= EXTRAIT À LIRE =

En observant les différents portraits figurés dans l’atelier Rue de la Condamine et en les resituant par rapport aux artistes qui, de près ou de loin, faisaient partie du groupe des Batignolles, il est franchement difficile de savoir (mis à part Manet, Bazille et Maître), qui est qui, d’autant que, si tous, ou presque, sont présents, un artiste manque à l’appel : il s’agit de Fantin-Latour qui réalisera un portrait de ce groupe la même année.

(Bazille, peint par Fantin-Latour et Bazille, peint par Manet, dans son propre tableau)

(Bazille, peint par Fantin-Latour et Bazille, peint par Manet, dans son propre tableau)

Absence remarquée puisque Bazille, qui a pourtant posé pour le peintre dans une attitude semblable à celle où il figure dans son propre tableau, ne semble pas faire mention de cette relation. Quelle peut bien en être la raison?

Si je l’on s’en tient à la distribution des rôles que nous propose J-C. Bourdais, Zola (sur le départ) s’entretient avec Renoir (ou Sisley), Monet et Manet font face à Bazille et Maître joue du piano seul dans son coin ; on peut donc considérer que deux ensembles de personnes dialoguent en vis-à-vis (à gauche) et que une personne (à droite), seule, tourne le dos à tous.

Certes, Maitre est le seul musicien du groupe et on peut penser qu’il était bon de lui faire une place à part, mais la raison de cette mise à l’écart (« au coin » tout de même !) est tout de même un peu sévère (et sectaire), surtout lorsque l’on sait qu’il était le meilleur ami de Bazille. Là encore mystère !

En réfléchissant encore un peu sur cette partition (sans jeu de mot), j’en viendrais presque à me dire que si Zola (ou Astruc) n’était pas de la fête, cela arrangerait mes affaires car, à gauche, ne se trouveraient que des peintres (Sisley, Renoir, Monet, Manet…) et à droite, un musicien…

D’un autre côté, si c’est Monet qui taille une bavette avec Sisley ou Renoir, et donc que c’est Zola qui se trouve derrière Manet : ce n’est pas mal non plus (littérairement parlant, je veux dire*…).

= Quelques lignes =
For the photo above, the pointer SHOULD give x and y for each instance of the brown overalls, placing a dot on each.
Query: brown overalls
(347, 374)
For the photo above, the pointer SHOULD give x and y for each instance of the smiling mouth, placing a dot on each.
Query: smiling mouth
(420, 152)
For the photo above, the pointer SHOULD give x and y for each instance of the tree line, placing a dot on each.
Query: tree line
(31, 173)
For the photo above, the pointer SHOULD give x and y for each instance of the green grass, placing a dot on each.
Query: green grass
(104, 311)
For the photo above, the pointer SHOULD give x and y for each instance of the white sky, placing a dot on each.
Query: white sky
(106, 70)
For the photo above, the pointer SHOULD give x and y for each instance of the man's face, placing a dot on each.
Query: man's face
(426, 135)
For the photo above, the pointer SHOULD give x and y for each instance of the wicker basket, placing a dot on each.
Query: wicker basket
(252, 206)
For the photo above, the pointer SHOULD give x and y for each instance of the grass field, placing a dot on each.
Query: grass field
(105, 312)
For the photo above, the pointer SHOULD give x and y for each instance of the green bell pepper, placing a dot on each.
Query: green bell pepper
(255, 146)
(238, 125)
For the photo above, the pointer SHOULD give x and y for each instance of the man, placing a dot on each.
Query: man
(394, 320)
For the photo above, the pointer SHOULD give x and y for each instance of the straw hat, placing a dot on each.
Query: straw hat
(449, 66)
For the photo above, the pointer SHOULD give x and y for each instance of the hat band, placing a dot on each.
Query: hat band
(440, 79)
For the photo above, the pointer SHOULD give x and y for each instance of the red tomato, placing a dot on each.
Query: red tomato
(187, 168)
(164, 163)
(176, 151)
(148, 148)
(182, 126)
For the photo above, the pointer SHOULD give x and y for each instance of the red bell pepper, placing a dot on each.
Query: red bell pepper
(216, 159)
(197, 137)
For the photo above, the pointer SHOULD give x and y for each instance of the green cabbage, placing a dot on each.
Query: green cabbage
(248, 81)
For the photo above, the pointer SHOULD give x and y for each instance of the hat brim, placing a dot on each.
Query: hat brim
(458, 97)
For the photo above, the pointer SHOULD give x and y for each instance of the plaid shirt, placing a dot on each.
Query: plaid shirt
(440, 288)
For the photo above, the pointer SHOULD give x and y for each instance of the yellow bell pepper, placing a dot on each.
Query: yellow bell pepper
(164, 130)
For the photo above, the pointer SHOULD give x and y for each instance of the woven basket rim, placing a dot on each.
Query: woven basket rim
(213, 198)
==
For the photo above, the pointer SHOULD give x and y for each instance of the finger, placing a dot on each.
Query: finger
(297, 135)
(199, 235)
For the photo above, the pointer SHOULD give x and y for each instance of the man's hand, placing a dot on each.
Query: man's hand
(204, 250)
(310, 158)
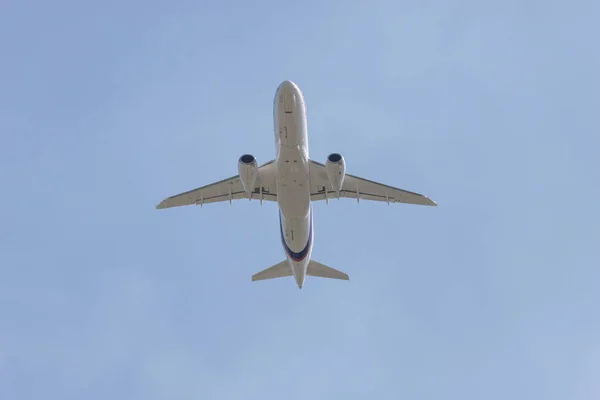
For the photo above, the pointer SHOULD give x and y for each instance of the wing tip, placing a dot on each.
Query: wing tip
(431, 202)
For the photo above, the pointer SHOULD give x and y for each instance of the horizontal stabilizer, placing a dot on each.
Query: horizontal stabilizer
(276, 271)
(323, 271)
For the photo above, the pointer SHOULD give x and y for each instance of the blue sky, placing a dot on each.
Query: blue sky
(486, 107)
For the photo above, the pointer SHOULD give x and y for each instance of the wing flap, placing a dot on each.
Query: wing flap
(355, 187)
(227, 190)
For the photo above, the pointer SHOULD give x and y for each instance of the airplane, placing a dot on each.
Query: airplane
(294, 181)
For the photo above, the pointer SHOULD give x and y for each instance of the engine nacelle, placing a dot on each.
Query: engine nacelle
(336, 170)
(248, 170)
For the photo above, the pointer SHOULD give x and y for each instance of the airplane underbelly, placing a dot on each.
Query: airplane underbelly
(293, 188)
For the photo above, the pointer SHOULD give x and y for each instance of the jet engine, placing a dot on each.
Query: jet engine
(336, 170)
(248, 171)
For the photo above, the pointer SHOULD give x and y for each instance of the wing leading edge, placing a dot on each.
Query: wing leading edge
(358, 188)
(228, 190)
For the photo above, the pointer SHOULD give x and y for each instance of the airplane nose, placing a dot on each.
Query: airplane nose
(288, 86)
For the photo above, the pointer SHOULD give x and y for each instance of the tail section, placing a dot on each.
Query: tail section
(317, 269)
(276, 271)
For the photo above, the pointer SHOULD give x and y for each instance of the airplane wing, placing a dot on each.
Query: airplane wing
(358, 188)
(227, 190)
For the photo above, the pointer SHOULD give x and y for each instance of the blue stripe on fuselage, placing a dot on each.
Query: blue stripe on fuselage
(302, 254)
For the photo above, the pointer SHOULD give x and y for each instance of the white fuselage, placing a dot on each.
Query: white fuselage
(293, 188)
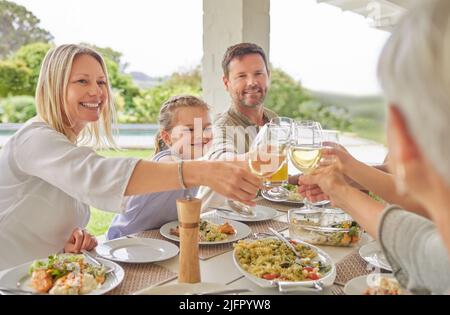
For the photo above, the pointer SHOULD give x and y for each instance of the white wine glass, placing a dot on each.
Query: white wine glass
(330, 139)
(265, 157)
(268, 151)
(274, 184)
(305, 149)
---
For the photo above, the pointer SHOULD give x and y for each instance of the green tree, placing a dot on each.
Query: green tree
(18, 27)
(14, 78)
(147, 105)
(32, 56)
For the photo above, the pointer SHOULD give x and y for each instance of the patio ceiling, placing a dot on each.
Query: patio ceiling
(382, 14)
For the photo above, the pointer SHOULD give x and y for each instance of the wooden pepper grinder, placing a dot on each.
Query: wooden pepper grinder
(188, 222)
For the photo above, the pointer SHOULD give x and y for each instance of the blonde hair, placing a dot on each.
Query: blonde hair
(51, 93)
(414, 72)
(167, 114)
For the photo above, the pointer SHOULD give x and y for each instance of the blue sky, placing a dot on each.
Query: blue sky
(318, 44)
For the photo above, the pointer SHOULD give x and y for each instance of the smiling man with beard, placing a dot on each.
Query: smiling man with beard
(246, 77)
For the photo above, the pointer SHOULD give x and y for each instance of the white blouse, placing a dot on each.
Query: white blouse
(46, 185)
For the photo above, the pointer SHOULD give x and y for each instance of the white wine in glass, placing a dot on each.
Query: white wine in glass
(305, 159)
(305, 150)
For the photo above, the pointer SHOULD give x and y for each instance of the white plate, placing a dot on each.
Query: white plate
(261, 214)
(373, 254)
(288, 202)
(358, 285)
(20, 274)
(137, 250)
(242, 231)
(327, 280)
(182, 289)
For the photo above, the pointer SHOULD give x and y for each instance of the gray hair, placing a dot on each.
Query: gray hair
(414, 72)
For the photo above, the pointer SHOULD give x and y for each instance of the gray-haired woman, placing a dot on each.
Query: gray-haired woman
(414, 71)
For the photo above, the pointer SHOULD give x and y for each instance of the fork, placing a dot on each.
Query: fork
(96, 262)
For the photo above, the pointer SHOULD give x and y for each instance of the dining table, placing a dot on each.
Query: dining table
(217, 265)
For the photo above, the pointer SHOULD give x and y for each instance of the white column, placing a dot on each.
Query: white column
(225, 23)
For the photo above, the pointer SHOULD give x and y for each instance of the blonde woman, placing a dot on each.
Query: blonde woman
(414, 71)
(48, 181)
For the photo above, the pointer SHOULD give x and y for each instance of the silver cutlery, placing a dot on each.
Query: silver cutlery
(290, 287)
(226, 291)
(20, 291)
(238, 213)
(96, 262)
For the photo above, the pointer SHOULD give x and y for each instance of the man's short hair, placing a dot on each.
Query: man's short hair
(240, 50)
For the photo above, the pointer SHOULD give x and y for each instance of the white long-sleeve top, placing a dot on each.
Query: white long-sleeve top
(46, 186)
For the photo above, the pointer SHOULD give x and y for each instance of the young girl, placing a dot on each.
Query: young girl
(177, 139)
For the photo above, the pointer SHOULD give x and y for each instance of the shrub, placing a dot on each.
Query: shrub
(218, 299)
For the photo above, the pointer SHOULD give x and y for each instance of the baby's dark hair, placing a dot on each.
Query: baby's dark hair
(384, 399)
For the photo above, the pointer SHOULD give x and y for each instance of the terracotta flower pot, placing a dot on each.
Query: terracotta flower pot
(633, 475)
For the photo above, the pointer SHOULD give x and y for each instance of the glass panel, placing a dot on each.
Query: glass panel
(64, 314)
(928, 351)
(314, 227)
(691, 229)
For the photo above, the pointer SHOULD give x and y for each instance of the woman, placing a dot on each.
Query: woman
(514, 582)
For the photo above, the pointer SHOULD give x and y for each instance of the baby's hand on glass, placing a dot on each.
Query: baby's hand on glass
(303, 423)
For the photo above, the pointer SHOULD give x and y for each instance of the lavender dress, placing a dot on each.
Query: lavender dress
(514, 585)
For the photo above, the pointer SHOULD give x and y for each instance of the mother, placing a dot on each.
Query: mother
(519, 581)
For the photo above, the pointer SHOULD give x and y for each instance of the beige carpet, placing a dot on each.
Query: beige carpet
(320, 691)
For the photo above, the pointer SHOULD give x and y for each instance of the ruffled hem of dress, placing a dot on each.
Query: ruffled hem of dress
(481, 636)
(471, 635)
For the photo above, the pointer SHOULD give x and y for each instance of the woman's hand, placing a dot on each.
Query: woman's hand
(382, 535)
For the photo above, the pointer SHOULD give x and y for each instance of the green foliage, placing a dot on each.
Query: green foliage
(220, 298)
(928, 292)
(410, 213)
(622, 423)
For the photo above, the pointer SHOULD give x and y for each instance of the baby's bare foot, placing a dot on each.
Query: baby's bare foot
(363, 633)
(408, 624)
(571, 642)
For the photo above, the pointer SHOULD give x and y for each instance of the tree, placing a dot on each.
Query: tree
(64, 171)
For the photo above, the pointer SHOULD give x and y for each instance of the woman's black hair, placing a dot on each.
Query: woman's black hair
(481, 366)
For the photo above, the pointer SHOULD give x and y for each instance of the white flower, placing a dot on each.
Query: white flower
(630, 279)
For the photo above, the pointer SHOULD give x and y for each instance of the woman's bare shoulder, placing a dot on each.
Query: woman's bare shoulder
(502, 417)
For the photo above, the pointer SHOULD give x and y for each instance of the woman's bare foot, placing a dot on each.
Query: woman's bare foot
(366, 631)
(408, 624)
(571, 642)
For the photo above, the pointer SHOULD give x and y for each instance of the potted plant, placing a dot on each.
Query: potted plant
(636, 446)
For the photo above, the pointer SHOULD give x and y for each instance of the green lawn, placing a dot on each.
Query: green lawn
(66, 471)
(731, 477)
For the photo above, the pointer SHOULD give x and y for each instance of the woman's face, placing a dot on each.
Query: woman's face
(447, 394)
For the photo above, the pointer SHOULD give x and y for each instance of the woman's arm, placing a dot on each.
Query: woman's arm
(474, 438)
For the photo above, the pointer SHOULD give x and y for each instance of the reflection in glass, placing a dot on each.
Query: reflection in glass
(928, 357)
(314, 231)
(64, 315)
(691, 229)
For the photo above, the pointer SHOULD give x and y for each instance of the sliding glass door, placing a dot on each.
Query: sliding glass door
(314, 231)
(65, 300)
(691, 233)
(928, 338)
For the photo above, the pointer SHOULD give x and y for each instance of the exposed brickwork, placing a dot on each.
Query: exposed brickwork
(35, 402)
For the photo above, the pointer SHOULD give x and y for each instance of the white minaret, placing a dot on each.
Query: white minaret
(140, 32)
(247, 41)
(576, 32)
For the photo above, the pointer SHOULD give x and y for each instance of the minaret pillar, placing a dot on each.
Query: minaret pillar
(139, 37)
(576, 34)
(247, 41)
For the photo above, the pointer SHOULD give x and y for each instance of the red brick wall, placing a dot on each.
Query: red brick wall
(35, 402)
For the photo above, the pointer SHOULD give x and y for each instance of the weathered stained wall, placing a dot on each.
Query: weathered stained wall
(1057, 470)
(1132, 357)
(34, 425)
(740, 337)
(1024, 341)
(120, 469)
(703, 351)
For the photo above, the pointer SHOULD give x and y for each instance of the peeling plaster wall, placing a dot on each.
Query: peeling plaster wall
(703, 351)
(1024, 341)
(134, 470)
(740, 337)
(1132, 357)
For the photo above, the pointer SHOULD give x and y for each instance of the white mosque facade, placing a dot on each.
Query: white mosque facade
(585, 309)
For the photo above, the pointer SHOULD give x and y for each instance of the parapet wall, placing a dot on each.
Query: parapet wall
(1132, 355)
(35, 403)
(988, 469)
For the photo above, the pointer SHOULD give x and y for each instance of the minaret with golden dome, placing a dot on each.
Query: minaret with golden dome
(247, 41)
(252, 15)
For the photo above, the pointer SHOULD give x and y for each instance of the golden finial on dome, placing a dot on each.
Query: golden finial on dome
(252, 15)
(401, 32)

= CONSIGNE =
Mettez à jour l'extrait sur l'atelier de la rue de la Condamine : recopiez le passage allant de « Absence remarquée puisque » jusqu'à « être la raison? » en remplaçant « relation » par « amitié ».

= RÉPONSE =
Absence remarquée puisque Bazille, qui a pourtant posé pour le peintre dans une attitude semblable à celle où il figure dans son propre tableau, ne semble pas faire mention de cette amitié. Quelle peut bien en être la raison?